Coordinate labeling data:
-- BEGIN --

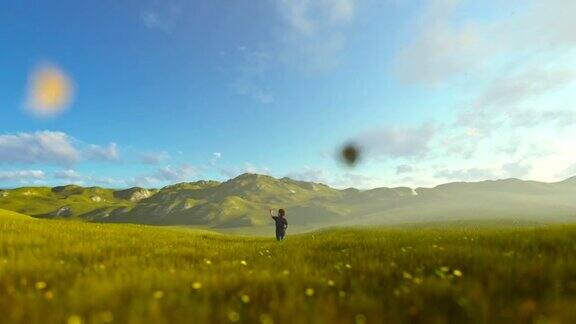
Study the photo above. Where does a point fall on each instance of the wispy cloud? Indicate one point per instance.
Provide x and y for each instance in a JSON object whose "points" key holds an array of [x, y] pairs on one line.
{"points": [[102, 153], [51, 148], [396, 142], [154, 158], [40, 147], [162, 16]]}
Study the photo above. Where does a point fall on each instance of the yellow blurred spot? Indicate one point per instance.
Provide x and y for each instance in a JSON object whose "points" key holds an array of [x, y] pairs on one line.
{"points": [[360, 319], [40, 285], [50, 91], [266, 319], [233, 316], [106, 316], [74, 319]]}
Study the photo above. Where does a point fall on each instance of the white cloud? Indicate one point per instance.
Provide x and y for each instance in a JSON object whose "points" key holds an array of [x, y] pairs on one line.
{"points": [[102, 153], [216, 156], [315, 31], [309, 174], [449, 44], [51, 148], [404, 168], [232, 172], [472, 174], [68, 175], [143, 181], [516, 169], [154, 158], [43, 147], [163, 16], [22, 176], [396, 141], [250, 75]]}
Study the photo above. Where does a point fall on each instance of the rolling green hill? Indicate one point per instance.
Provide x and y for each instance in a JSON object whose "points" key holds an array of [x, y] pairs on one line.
{"points": [[7, 215], [77, 272], [245, 200]]}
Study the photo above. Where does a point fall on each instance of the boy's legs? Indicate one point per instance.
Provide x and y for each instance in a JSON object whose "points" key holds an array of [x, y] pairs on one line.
{"points": [[279, 235]]}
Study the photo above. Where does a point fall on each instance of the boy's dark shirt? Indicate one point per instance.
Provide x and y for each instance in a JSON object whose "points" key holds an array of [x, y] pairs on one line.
{"points": [[281, 223]]}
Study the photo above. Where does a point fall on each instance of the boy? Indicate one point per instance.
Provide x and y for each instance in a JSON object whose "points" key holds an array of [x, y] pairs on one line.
{"points": [[281, 223]]}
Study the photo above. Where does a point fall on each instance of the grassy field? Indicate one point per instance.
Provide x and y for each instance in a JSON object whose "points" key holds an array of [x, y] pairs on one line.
{"points": [[73, 272]]}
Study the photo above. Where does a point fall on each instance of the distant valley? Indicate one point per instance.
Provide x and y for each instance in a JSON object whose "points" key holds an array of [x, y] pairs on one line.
{"points": [[245, 200]]}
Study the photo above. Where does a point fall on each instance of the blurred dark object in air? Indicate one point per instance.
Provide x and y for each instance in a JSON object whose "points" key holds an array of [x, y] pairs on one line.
{"points": [[350, 154]]}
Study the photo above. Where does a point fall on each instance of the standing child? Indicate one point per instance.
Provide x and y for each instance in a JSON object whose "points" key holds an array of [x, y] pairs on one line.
{"points": [[281, 223]]}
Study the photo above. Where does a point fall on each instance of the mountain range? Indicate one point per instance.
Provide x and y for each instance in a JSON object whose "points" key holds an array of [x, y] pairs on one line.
{"points": [[245, 200]]}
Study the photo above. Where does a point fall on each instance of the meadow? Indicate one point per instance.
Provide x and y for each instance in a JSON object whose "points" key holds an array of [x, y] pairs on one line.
{"points": [[74, 272]]}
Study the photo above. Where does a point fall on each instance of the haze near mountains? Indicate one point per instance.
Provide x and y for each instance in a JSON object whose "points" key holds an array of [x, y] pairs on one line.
{"points": [[245, 200]]}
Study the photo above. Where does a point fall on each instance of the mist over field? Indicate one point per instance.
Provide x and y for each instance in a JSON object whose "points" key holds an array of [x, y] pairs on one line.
{"points": [[244, 201]]}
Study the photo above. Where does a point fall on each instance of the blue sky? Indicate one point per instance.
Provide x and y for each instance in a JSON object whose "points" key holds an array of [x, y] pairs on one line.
{"points": [[169, 91]]}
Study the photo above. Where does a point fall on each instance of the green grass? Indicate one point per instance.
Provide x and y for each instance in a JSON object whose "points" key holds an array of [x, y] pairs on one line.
{"points": [[68, 271]]}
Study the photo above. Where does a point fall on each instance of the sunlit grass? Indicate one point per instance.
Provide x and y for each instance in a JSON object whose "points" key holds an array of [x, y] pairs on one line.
{"points": [[58, 271]]}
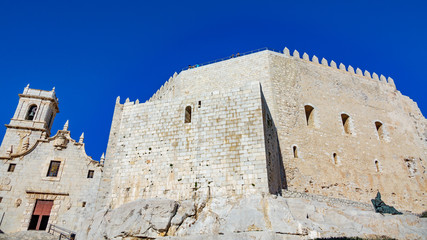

-- END --

Your objective:
Update all of the material above by replacing "Indicate one point per instance" with "Mark one point per instance" and keeping everything else the same. Leave the pictures out of your answer.

Output for this task:
Study the photo above. Where does a point fall on each instance of the wispy cloud? Mark one point per instance.
Provide x and y for each instance in a JSON object whose "points" key holds an array of [x, y] pairs on one line.
{"points": [[102, 153], [51, 148], [396, 142], [154, 158], [40, 147], [162, 16]]}
Study the photo above. Where does a point fall on each instance of the yellow blurred spot? Mark one point per instance.
Provide x and y for each instance in a JSON object whose "points" key holds an array of [x, y] pairs on one line.
{"points": [[360, 319], [40, 285], [50, 91], [266, 319], [233, 316], [106, 316], [74, 319]]}
Study the photo above. Where does a point fall on each instance of the white cloud? Mark one point per instance.
Provide x and y for each instance in a JSON object whose "points" key holds an array of [x, y] pairs on one line.
{"points": [[102, 153], [216, 156], [315, 31], [309, 174], [449, 44], [51, 148], [404, 168], [232, 172], [472, 174], [68, 175], [143, 181], [516, 169], [154, 158], [43, 147], [163, 16], [22, 176], [396, 141], [250, 75]]}
Study the photo above. Where does a point fall on each instance of the rolling green hill? Mark one point per instance.
Provide x and y for each instance in a JSON object whose "points" key holds an array of [x, y] pairs on one line.
{"points": [[7, 215], [77, 272], [245, 200]]}
Study the photo above. Where does a point fall on each instance of the boy's legs? Mark one point per instance.
Provide x and y for each instance in a JSON object whose "points" key holds an array of [x, y] pairs on one line.
{"points": [[279, 235]]}
Study the photo above. Where does a point fall on each instance of the boy's dark shirt? Mark one point per instance.
Provide x and y for each instance in a JSON object whose "points" key holds an array of [x, y] pairs on one line.
{"points": [[281, 223]]}
Study the photo above. Where does a point fall on each instance of the boy? Mark one point per instance.
Provide x and y for each instance in a JSON object whose "points" key holds an array of [x, y] pairs on one line.
{"points": [[281, 223]]}
Study the photo above. Where does a point fall on each instance of the grassy field? Mark one point per instance.
Provide x and y for each instance in a JSON object whose "points" key holds an array of [x, y] pairs on one line.
{"points": [[73, 272]]}
Study the photo above. Where does a point fall on each instance of the distant valley? Mark one point per instance.
Provide x and y for each instance in a JSON object whose "points" key holds an array of [x, y] pairs on one line.
{"points": [[245, 200]]}
Study the photo above. Where does a point fall on each instance of the blurred dark object in air? Mark one point per instance.
Provide x and y for each instance in a JSON object whose "points" key holds an array of [x, y] pairs on one line.
{"points": [[350, 154]]}
Study the photo above. Where does a point fall on each instance of the standing child? Mark one point per instance.
Provide x and y for each instance in a JSON object whose "points" key holds an array of [x, y] pairs on one line.
{"points": [[281, 223]]}
Study the photo above. Where does a point fall on each instance of the mountain range? Mark one point per instance.
Provide x and y for each instance in a JSON object whose "points" key holds an array of [x, y] pairs on one line.
{"points": [[245, 200]]}
Study the photo above. Where does a point fall on each instance of the meadow? Mark one point per instance.
Provide x and y for each instance in a JSON object whose "points" key holds an array of [x, y] pairs on one line.
{"points": [[74, 272]]}
Study the photo above. Where does a point fall on each instance of the haze near mountains? Mark one point per instance.
Provide x and y for each instance in a JSON object whose "points" key holds an array of [x, y] pairs on one line.
{"points": [[245, 200]]}
Study the photo above. Where does a point fall on each instance of the mist over field? Mark one point per instance.
Provide x and y for each instance in a JSON object whose "points" key holds an array of [x, y] pairs on one line.
{"points": [[244, 201]]}
Study the photo above. Where does a point fall on each instance of the blue sky? Mark one point per instance.
Provide x and y for each instance in a JSON object whose "points" key holds an array of [x, y] pairs on one line.
{"points": [[169, 91]]}
Study the photo above. Where does a point fall on each instance of the green grass? Mark one point per instance.
Provide x and y for each instance in a JSON object whose "points" key holds an array of [x, y] pairs on one line.
{"points": [[68, 271]]}
Study the photo above. Where does a point fall on each instance of the sunlit grass? Mark one point per instance.
Provide x and y for each instance in a JSON object whose "points" key holds an array of [x, y] pairs on one line.
{"points": [[58, 271]]}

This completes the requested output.